### TASK GOAL:
Leave the pictures out and print every record below exactly as it stands.

### MATERIAL FOR THIS TASK:
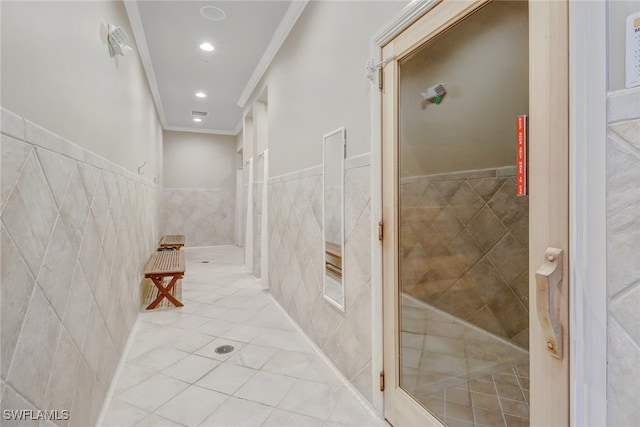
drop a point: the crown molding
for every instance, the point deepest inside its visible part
(138, 33)
(279, 36)
(407, 16)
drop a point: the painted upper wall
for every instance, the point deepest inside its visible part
(57, 73)
(618, 11)
(317, 81)
(198, 160)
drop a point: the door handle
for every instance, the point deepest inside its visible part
(548, 289)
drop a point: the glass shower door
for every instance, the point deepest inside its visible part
(463, 234)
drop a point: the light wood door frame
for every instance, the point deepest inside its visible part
(549, 198)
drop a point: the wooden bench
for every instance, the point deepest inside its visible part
(174, 241)
(333, 258)
(161, 265)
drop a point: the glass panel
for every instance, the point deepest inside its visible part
(333, 214)
(463, 251)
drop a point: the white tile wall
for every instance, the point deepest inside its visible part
(205, 216)
(76, 231)
(296, 263)
(623, 260)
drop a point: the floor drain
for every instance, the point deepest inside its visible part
(224, 349)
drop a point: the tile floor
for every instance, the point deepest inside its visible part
(462, 374)
(173, 376)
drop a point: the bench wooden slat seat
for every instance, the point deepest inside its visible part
(175, 241)
(333, 258)
(169, 264)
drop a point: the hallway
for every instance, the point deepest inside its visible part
(173, 376)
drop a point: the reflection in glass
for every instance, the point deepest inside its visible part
(333, 216)
(463, 234)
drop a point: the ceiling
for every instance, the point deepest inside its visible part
(168, 34)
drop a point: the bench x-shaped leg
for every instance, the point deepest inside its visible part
(164, 292)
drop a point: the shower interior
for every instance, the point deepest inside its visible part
(463, 232)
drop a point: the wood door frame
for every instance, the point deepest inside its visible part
(548, 61)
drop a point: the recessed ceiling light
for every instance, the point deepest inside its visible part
(207, 47)
(213, 13)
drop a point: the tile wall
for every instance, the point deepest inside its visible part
(464, 239)
(296, 265)
(205, 216)
(623, 257)
(76, 232)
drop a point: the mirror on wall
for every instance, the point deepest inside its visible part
(333, 216)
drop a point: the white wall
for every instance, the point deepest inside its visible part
(317, 81)
(197, 160)
(56, 72)
(69, 106)
(618, 11)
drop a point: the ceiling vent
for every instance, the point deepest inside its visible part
(213, 13)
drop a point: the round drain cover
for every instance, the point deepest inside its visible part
(224, 349)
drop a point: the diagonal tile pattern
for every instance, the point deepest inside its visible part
(464, 238)
(67, 302)
(623, 262)
(172, 374)
(296, 263)
(460, 373)
(205, 216)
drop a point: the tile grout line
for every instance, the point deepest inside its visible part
(116, 375)
(346, 383)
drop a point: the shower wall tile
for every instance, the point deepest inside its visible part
(464, 239)
(204, 216)
(296, 265)
(75, 237)
(623, 258)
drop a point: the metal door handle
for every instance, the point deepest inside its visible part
(548, 288)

### COMPLETE OUTPUT:
drop a point: the crown molding
for every instance, the point deepest inside its visible part
(138, 33)
(279, 36)
(407, 16)
drop a point: the painted upper wall
for every instance, the point deepest inside its visible part
(57, 73)
(618, 11)
(317, 81)
(198, 160)
drop a point: the door handle
for every instance, the point deepest inside its visible part
(548, 289)
drop a point: the glass shower door
for every instance, the point deepest inside its visible part
(463, 234)
drop a point: the light wood door frame
for every instance, the point deepest inside its visible part
(549, 198)
drop a point: the wooden bench
for every instance, the point deepest inside its visible part
(174, 241)
(333, 258)
(161, 265)
drop a point: the glass panel
for every instance, the point deepest inside its visible part
(333, 214)
(463, 251)
drop a point: the white tile wall
for every instance, the point deepest inside its visible part
(205, 216)
(76, 231)
(296, 263)
(623, 260)
drop a point: the floor drain
for every instance, the point deepest inside its visible part
(224, 349)
drop a point: the tile floor
for every instance, the point deepest inside its visible part
(462, 374)
(173, 376)
drop a point: the bench wooden slat seat
for every instance, the point deepest inside its visible part
(175, 241)
(333, 258)
(169, 264)
drop a point: the hallway
for every instance, the point deepest inside its visible part
(173, 376)
drop a point: the reflection in glass
for every instance, the point deepest inside its visible part
(333, 216)
(463, 234)
drop a point: the ceiling
for every instance, the point deepest inside its visible part
(168, 34)
drop a point: the bench x-shaped leg
for every instance, the point deepest inside its visible part
(164, 292)
drop a point: the shower interior
for every instance, the point deepest inside its visible part
(463, 232)
drop a point: the wood door frame
for every instance, the point deepest inside its visible part
(548, 61)
drop a point: the recessed ceiling light
for every instance, the point deepest inside its visible part
(207, 47)
(213, 13)
drop a point: the tile wall
for every instance, the point deepest inside its visible part
(464, 239)
(296, 265)
(205, 216)
(623, 257)
(76, 232)
drop a point: the mirror on wall
for every instance, the point deepest inside its visible part
(333, 216)
drop a point: the white wall
for every instance, the point deepest inside its visible part
(317, 81)
(197, 160)
(56, 72)
(69, 106)
(618, 11)
drop a point: the ceiling vent
for every instance, the point deepest inside its visible part
(213, 13)
drop a point: the round drain cover
for every instance, the point deepest inside its visible part
(224, 349)
drop a point: the diagonal tile pattern
for every instance, the point deepest inside its visible part
(464, 238)
(67, 302)
(623, 262)
(172, 374)
(296, 263)
(460, 373)
(205, 216)
drop a point: the tile grout line
for every instance, the point deepest inside its visible part
(116, 375)
(346, 383)
drop a point: the shower wall tile
for every instance, the point deepest inside its visible part
(464, 239)
(204, 216)
(296, 265)
(75, 237)
(623, 258)
drop a point: the metal door handle
for every instance, the point deepest inside its visible part
(548, 288)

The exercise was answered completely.